| What needs to be done |
Copy out every one of the entries below word for word, keeping each line in its original order.

[Saved data entries]

+++++

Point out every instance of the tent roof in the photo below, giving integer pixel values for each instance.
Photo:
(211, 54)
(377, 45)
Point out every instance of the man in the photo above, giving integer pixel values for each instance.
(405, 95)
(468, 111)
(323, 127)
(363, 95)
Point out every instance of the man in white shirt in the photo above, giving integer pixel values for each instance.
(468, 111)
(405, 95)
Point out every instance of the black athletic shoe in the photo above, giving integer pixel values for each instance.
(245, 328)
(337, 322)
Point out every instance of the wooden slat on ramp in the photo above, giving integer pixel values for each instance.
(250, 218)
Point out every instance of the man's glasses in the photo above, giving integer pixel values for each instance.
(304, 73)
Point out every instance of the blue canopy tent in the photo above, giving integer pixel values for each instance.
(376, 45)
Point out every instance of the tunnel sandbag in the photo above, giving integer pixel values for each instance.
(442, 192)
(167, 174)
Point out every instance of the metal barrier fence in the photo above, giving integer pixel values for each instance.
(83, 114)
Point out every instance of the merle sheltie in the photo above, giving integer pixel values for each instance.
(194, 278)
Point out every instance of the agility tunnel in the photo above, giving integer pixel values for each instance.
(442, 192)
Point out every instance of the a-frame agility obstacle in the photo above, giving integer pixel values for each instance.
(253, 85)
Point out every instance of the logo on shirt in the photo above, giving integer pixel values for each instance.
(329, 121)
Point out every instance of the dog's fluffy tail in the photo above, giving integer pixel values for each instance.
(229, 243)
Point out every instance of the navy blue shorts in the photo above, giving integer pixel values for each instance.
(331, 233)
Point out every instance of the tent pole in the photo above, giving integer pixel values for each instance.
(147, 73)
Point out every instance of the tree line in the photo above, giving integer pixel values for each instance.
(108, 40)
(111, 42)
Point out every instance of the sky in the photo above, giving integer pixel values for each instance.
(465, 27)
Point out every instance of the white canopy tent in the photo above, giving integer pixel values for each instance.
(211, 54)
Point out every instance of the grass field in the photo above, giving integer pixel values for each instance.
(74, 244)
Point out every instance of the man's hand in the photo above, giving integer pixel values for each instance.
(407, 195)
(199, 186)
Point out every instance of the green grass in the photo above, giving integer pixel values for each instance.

+++++

| Answer to the exercise |
Point out every instance of the tent roof in the photo below, giving integer pixel values for each instance.
Photo:
(211, 54)
(377, 45)
Point out every instance of the man in the photo above, giving integer pixel values for each instance.
(405, 95)
(468, 111)
(323, 127)
(363, 95)
Point out every instance of the man in white shirt in the photo above, giving integer pixel values for each instance.
(468, 111)
(405, 95)
Point out every instance of the black athletic shoe in the photo above, giving integer pixel values for each instance.
(245, 328)
(337, 322)
Point out every instance of the wooden slat on ramp in the photo above, giving integer pixel values for each instance.
(250, 218)
Point out every instance of the man's glasses in the photo above, giving integer pixel values for each instance.
(304, 73)
Point out every instance of the blue canopy tent in the photo above, giving integer pixel values for each instance.
(376, 45)
Point out every instance of the tunnel sandbag in the photo above, giving integer pixel values for each instance.
(442, 192)
(167, 174)
Point out every instance of the metal barrier fence in the photo above, giving integer pixel values for each instance.
(83, 114)
Point out every instance of the merle sheltie in the photo above, giving integer pixel values for each instance.
(194, 278)
Point out every instance of the agility tunnel in the photo above, giving integer pixel values for each instance.
(442, 192)
Point out every instance of the a-frame agility obstacle in the photo above, giving integer pixel values for each instance.
(253, 85)
Point out every instance of the logo on shirt in the photo above, giving integer pixel values for each instance.
(329, 121)
Point out every instance of the dog's fluffy tail in the photo above, giving integer pixel values for each instance.
(229, 243)
Point out every instance of the navy blue shorts in the photo above, giving integer pixel values for each instance.
(331, 233)
Point out every instance of the tent pole in the photo above, giving integer pixel values for each instance.
(147, 73)
Point out every instance of the tree line in the photo above, giving integer pixel values for each instance.
(108, 40)
(111, 42)
Point out every instance of the sky in the photo above, giving integer pixel values for each instance.
(465, 27)
Point out every instance of the white canopy tent in the photo above, giving integer pixel values for each instance.
(211, 54)
Point out every instance of the grass field in the photo above, giving integer pixel values for each instance.
(74, 244)
Point out every instance of the man's hand in the photo above, giving integer pixel values for each instance.
(407, 195)
(199, 186)
Point out every instance of the green grass in the photo above, giving integer pixel values for each instance.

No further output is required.